Repeat each record exactly as written, and drop any images.
**** Task input ****
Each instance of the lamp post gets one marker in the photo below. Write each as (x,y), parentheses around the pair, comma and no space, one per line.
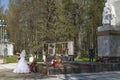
(2,36)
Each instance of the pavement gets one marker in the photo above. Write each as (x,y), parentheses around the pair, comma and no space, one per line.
(7,74)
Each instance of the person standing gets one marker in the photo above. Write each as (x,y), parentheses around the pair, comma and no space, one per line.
(22,66)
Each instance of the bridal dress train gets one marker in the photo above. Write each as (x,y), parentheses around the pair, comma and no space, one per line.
(22,66)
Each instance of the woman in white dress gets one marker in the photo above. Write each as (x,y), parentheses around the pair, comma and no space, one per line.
(22,66)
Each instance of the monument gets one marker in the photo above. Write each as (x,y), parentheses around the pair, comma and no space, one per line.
(109,32)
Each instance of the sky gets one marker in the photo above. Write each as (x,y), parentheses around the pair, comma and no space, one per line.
(5,4)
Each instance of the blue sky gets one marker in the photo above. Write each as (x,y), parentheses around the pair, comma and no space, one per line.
(5,4)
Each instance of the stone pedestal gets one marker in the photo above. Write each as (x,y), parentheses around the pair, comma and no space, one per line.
(108,41)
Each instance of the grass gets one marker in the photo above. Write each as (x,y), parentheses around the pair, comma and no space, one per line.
(10,59)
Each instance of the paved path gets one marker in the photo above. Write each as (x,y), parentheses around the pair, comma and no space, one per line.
(7,74)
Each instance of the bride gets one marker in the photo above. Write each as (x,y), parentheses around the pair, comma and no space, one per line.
(22,66)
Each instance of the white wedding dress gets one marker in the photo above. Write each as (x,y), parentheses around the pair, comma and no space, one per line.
(22,66)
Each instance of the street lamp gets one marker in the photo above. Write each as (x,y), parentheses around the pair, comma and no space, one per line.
(2,36)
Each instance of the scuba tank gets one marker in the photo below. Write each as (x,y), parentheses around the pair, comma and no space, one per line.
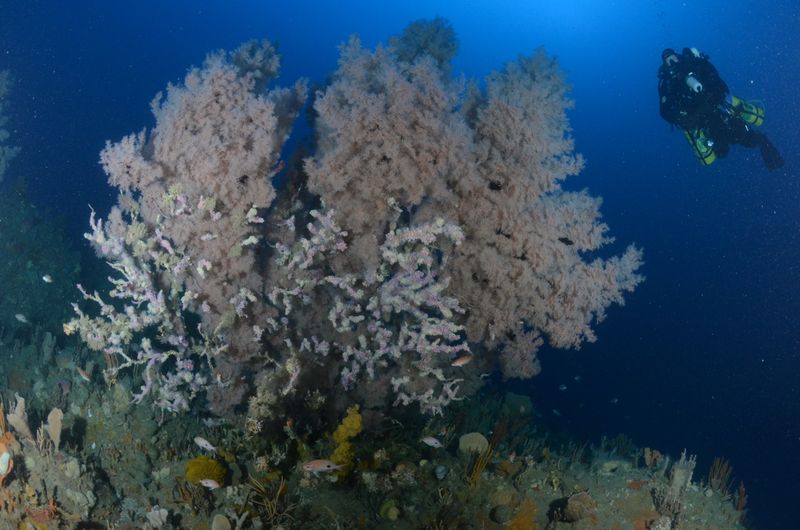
(702,145)
(749,111)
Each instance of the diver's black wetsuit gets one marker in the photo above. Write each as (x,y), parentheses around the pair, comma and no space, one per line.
(707,109)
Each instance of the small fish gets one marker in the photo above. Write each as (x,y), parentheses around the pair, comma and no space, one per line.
(204,444)
(320,466)
(461,361)
(430,441)
(210,483)
(84,374)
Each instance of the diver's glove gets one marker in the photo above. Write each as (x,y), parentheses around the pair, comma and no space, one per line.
(693,84)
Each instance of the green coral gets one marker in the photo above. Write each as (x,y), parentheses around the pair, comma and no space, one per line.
(204,467)
(345,453)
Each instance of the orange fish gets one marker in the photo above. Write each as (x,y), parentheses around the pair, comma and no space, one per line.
(461,361)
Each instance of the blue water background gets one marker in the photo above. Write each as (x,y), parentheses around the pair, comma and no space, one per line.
(705,353)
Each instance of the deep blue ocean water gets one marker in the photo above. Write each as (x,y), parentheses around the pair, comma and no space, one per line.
(706,353)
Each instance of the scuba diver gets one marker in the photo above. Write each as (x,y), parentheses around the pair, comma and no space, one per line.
(693,96)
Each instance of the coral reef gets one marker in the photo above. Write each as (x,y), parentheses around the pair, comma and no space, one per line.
(431,245)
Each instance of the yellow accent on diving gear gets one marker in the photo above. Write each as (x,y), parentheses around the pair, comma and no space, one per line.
(749,111)
(702,146)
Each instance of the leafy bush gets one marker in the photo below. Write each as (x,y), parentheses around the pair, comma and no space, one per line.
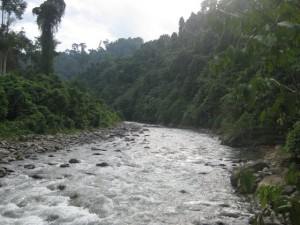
(247,180)
(38,103)
(292,144)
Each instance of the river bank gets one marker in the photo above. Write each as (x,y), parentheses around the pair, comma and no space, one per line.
(147,176)
(29,147)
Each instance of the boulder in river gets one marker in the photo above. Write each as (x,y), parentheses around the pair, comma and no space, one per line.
(74,161)
(29,166)
(64,165)
(2,172)
(103,164)
(242,178)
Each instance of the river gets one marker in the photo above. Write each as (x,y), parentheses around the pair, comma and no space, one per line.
(152,176)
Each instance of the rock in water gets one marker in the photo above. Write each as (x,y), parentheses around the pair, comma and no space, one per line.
(74,161)
(64,165)
(29,166)
(2,172)
(103,164)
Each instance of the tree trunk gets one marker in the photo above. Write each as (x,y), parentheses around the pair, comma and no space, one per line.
(1,62)
(4,62)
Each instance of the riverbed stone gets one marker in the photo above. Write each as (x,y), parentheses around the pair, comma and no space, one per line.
(64,165)
(61,187)
(103,164)
(74,161)
(3,172)
(288,190)
(29,166)
(37,177)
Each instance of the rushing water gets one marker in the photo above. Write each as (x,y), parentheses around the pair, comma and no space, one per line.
(153,176)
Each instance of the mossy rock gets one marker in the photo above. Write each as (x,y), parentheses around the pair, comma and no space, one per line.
(243,179)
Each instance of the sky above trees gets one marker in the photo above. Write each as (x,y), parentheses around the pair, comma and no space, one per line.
(90,21)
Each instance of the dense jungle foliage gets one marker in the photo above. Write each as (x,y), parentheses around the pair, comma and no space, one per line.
(234,66)
(32,98)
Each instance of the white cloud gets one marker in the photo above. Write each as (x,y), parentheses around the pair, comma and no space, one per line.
(90,21)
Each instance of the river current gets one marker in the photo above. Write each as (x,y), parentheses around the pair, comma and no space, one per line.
(152,176)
****
▶ [Result of the task]:
Each instance of the lamp post gets one marker in the photo below. Write each as (x,y), parentheses around the pair, comma and no space, one per line.
(2,36)
Each instance of the pavement gets one marker in the photo above. Write each as (x,y), parentheses around the pair, comma and no space, one per line.
(7,74)
Each instance of the person standing gets one marker in the photo above. Write each as (x,y), parentheses around the pair, comma and no space, one per line.
(22,66)
Each instance of the bridal dress train gets one marker in the photo above. Write each as (x,y), parentheses around the pair, comma and no space, one per line.
(22,66)
Each instance of the woman in white dress gets one marker in the photo above. Write each as (x,y), parentheses around the pair, comma and no space, one per line.
(22,66)
Each instance of the monument gets one marker in the photo above. Write each as (x,y), parentheses around the pair, comma and no space, one per line.
(109,32)
Each instance of the sky gets one marker in the photo above. Write each as (x,y), parentheses around the pair, comma and no space, one per line.
(5,4)
Each instance of the blue sky gets one marker in the photo above. Write each as (x,y), parentheses around the pair, comma and no space, one per line.
(5,4)
Each instance of the stone pedestal gets one marker in the photo above. Write each as (x,y), parentheses around the pair, comma and no space, one per line.
(108,41)
Each instance of the grass gets one marker in the photo above. Write each as (x,y), parentheses around the pair, comma and no space, one per line.
(10,59)
Each instance of the paved path gets one marker in the photo above. Write each as (x,y), parentheses around the pair, comma and no space, one per line.
(7,74)
Each instance of the bride gets one marker in the photo above. Write each as (x,y), parentheses around the pair, comma and no space, one per line.
(22,66)
Each instance of the white wedding dress gets one marker in the photo above. Write each as (x,y), parentheses around the pair, comma and no space, one per line.
(22,66)
Each instance of the street lamp gets one marker in the photo above. Write each as (x,y), parentheses around the pair, comma and no space, one per line.
(2,36)
Each instance of the scuba tank gets one marker in the photo below. Write each as (x,y), parentheses around the pair, comma and no space, one per line.
(702,145)
(749,111)
Each instance of the diver's black wetsuit gets one marker in the photo above. Write each as (x,y), parentheses around the pair, comma and no space, one per line.
(707,109)
Each instance of the small fish gets one marker in the photo above. Write each as (x,y), parentheses around the pair, comma and no space, one per line.
(204,444)
(320,466)
(461,361)
(430,441)
(210,483)
(84,374)
Each instance of the diver's glove gets one marker in the photo above. Write each as (x,y), parentheses around the pair, comma and no space, one per line.
(693,84)
Each instance of the green coral gets one marker in the photo above. Write each as (x,y), parentheses around the pair, comma and no space, one per line.
(204,467)
(345,453)
Each instance of the orange fish gets one marker in the photo above. Write each as (x,y), parentheses around the pair, comma and no space, one per line.
(461,361)
Each instance of the blue water background gets one marker in the photo above. Write each as (x,y), parentheses around the pair, comma and no space, one per line.
(705,353)
Each instance of the deep blue ocean water gets one marker in the photo above. Write each as (x,y), parentheses around the pair, comma and no space, one per line.
(706,353)
Each instance of the scuba diver gets one marker in the photo above. Write each as (x,y), parentheses around the pair, comma and no space, one per line.
(693,96)
Each instance of the coral reef gets one marker in the photo above. Write each as (x,y), parentheses around the pair, comma and no space, one per line.
(431,245)
Each instance of the yellow accent on diving gear gets one marker in the photo above. Write each as (x,y), parentheses around the pair, comma and no space, one per line.
(749,111)
(702,146)
Each instance of the leafy bush gets one marker in the photo below. Write each as (x,y), parentheses around the pair, comma and no space, one per line.
(247,180)
(38,103)
(292,144)
Each instance of the river bank gets one marker in the photo above. Write each as (x,y), parentheses around the pair, comma and no space, one per line.
(147,176)
(29,147)
Each instance of the boulder in river gets one marker in the photo above. Write each as (x,y), parentheses around the pair, comma and no space, one per line.
(74,161)
(29,166)
(64,165)
(2,172)
(103,164)
(242,178)
Each instance of the river gets one marker in the photo above. Write each as (x,y), parentheses around the pair, comma and no space, one per line.
(152,176)
Each instance of the rock in water gets one marker in the photo above. Write each as (x,y), parentheses around the pair, comma and no space, one per line.
(74,161)
(64,165)
(29,166)
(2,172)
(103,164)
Each instance of the tree trunk gets one marker in the photo above. Write each as (x,y), parentheses around the pair, comma and no space, one per line.
(1,62)
(4,62)
Each instance of the riverbed stone gets one marker in the photo above. Write each as (x,y), parentheses around the pair, comma and no space, one per line.
(64,165)
(61,187)
(103,164)
(74,161)
(3,172)
(288,190)
(29,166)
(37,177)
Each instance of the rushing water gets one marker in the photo above. Write each as (x,y), parentheses around the pair, comma and no space, one per line.
(153,176)
Each instance of the mossy rock gets one marker in the photo above. Write each as (x,y), parentheses around the pair, comma and no space, one per line.
(243,179)
Each instance of the sky above trees gets one marker in the photo above. Write each as (x,y), parentheses around the pair, comma and no space, one per line.
(90,21)
Each instance of the dense jungle foliage gets one marker in the photo above. Write each as (x,y), parentheses around the pair, comma and no space, one per line.
(234,66)
(32,98)
Each instance of the white cloud gets one marker in the photo above. Write each as (x,y), parentheses around the pair, comma and no space, one per line.
(90,21)
Each instance of the river current gets one marker in the photo above. Write each as (x,y), parentheses around the pair, comma and no space, one per line.
(152,176)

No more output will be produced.